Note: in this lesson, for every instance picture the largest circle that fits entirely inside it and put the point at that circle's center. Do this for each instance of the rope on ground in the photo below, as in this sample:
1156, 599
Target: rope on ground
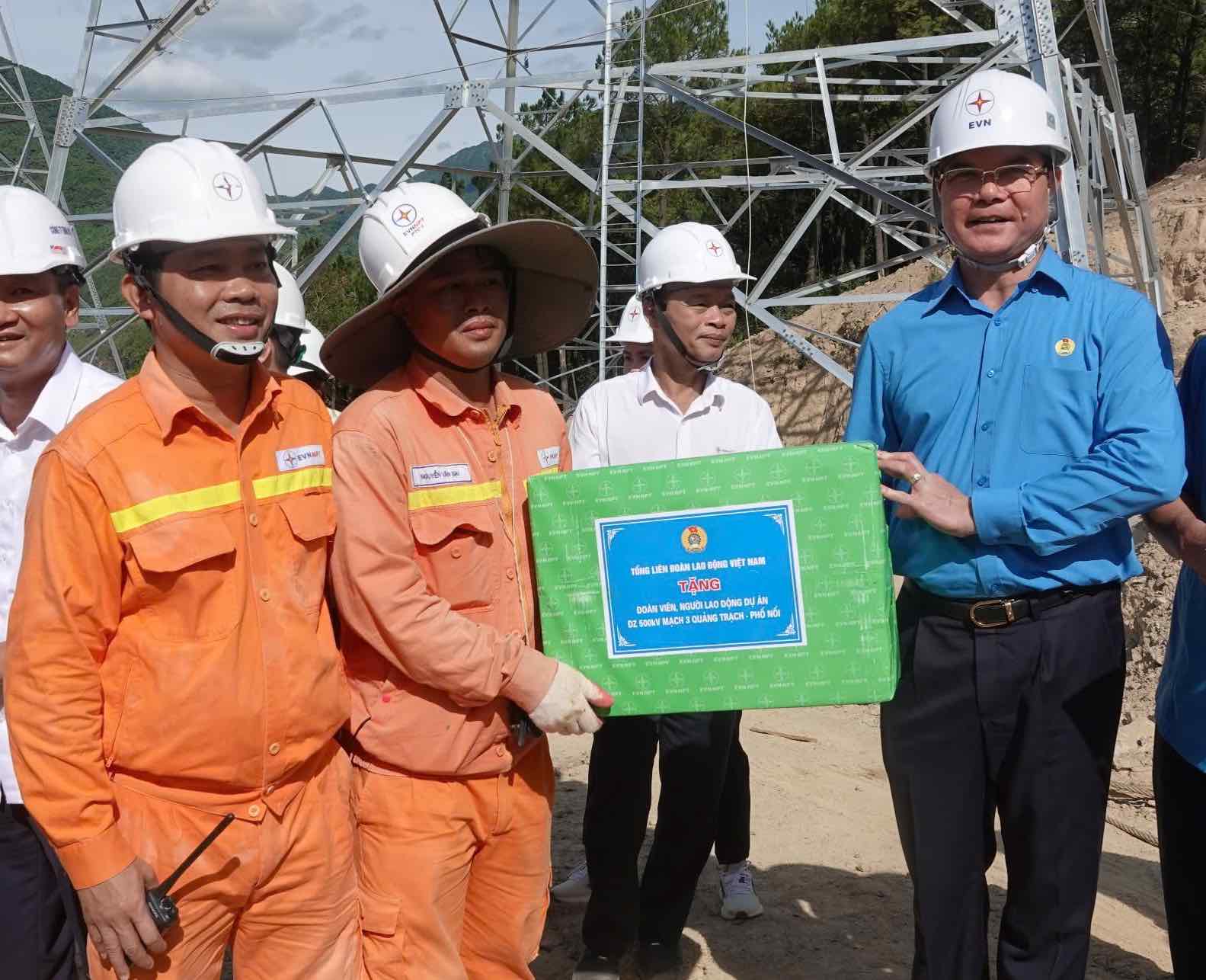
1135, 831
783, 734
1127, 791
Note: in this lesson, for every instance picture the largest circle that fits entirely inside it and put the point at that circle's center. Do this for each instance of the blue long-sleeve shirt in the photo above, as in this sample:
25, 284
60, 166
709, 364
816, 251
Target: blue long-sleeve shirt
1181, 697
1057, 415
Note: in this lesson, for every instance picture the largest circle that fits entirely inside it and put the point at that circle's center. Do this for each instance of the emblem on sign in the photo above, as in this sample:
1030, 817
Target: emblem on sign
227, 186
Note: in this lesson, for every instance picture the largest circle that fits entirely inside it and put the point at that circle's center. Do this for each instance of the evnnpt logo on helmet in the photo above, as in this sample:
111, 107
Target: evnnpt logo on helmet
227, 186
980, 103
405, 215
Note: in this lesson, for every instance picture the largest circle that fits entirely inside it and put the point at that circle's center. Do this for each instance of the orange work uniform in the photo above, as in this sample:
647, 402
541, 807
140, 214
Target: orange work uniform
171, 659
437, 591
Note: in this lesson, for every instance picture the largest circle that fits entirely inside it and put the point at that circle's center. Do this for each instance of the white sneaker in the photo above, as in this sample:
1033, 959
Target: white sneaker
574, 890
737, 895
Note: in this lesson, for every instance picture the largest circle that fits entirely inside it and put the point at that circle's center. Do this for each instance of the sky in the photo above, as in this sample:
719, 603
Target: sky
257, 47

_ _ _ _

> **Instruction**:
Return every line above word for word, but omit the pictures.

> **Solution for this exercise**:
Note: in this lesson, for every instance picture the largest circle that fits entirely inside it and put the point at that circle's center. Do this for each instance of the rope on ground in the photo below, as in this sample:
1156, 599
Target: rope on ground
1135, 831
783, 734
1127, 791
Note: in this lesson, for every instance picture the largest circle that fits entirely inside it and put the point at that circle's center. Do this for each instance of the blue long-sleeve shirt in the photo above, as in this sample:
25, 284
60, 166
709, 364
816, 251
Target: blue long-sleeve shirt
1181, 697
1057, 415
Note: in this lesson, for every instance picture the largest circle that fits entirely inside it and put the point at that circle's center. Do this for each instance of the emblem on sign in the photo above, as in this sample:
1030, 817
Target: emblem on sign
227, 186
Note: in this lesson, for every instance picture the largest circle that fits entirely inside it and put the point at that circle's center. Do this for each instance of the evnnpt logo on helmet in the photo above, as in this sample:
111, 107
Target: evnnpt logo on helmet
227, 186
980, 103
405, 215
Note: in this lesson, for every instance picture the largest circle that fits entirely inside it and put the point at that circle's center. Do this for each instance of the orange work uniform in the photo above, as in this sample:
647, 402
541, 807
140, 214
Target: orange work uniform
171, 659
437, 591
Note: in this lesson, for every instance picture the largest circle that fits entirely inside it and put the point at that circle's center. Do this for each instance of the white sneaker in the photo above, as in this sample:
1033, 959
Target: white sneaker
574, 890
737, 895
Note: in this lesson, for every instance picture the largest circle that fits entirely inside it and put the point at that circle's center. Do this for each instance of the sky in the photo above, as in this sample:
719, 603
Target: sky
257, 47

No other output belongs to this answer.